◆ **Stated goal**
Please count how many of the lines that follow contain the string "below", with case counting, and reply with that number alone.

◆ **Data supplied**
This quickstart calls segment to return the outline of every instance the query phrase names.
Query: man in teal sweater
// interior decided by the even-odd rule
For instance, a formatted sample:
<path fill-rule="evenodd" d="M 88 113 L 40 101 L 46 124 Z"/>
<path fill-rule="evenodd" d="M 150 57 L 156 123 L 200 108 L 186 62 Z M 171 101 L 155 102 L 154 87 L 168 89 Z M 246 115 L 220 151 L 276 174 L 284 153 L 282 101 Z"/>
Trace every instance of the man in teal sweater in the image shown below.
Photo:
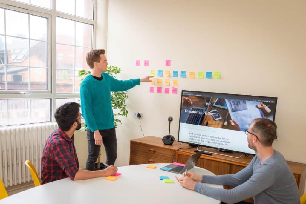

--

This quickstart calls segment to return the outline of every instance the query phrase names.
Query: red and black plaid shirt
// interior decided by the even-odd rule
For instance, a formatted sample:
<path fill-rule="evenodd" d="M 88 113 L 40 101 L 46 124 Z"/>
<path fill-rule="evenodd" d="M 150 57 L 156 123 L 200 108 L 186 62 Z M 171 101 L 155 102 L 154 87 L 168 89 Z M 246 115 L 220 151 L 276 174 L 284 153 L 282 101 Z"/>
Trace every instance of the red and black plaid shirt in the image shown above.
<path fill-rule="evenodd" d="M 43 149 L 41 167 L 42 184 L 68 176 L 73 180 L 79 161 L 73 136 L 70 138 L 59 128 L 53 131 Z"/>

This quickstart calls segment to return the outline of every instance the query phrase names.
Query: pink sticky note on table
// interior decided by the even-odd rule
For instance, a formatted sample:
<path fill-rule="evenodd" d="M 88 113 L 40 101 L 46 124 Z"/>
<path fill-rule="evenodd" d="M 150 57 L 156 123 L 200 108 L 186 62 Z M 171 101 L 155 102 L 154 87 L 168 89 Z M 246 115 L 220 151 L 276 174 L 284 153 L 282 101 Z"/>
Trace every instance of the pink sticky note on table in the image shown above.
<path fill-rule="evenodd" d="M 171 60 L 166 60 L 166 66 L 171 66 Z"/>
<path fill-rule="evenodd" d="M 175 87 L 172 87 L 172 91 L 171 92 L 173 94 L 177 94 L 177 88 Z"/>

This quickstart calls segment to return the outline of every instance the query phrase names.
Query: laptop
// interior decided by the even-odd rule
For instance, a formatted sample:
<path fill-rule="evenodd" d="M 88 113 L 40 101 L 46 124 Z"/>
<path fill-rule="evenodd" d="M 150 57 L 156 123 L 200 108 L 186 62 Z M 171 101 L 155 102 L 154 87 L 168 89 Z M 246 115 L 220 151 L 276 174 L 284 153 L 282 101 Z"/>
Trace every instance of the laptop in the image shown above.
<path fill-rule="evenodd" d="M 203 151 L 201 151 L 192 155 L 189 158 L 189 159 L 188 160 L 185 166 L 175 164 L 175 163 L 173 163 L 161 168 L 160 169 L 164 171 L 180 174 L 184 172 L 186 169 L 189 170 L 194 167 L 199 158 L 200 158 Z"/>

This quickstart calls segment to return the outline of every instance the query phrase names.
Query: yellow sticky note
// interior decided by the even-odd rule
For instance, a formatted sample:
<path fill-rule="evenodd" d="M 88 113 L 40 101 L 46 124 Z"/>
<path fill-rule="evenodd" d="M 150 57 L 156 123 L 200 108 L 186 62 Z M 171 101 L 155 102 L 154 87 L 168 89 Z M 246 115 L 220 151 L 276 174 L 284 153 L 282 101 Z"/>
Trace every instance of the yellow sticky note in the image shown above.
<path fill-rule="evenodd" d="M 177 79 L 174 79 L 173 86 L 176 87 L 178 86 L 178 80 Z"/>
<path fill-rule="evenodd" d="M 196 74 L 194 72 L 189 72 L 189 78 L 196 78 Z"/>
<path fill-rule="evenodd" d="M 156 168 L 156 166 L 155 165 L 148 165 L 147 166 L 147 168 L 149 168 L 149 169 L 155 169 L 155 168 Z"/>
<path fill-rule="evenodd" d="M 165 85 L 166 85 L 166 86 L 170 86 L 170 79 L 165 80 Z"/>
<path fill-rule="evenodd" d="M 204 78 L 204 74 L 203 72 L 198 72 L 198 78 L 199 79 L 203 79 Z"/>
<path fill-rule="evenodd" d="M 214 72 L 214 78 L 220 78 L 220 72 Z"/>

...

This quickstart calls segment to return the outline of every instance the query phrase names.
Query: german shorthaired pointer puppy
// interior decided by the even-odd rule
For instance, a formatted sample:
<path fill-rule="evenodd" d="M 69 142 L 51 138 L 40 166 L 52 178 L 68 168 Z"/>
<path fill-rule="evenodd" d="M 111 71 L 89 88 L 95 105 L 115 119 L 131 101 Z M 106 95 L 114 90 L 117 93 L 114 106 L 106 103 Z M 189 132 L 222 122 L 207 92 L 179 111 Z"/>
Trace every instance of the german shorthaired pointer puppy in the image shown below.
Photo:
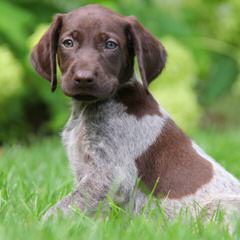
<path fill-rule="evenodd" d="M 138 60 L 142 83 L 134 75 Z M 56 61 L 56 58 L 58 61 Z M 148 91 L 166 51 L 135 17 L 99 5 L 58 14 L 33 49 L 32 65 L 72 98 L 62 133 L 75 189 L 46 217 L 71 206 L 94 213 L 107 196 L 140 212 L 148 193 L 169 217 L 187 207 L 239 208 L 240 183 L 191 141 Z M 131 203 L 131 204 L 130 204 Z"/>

◆ **Solution to this exercise**
2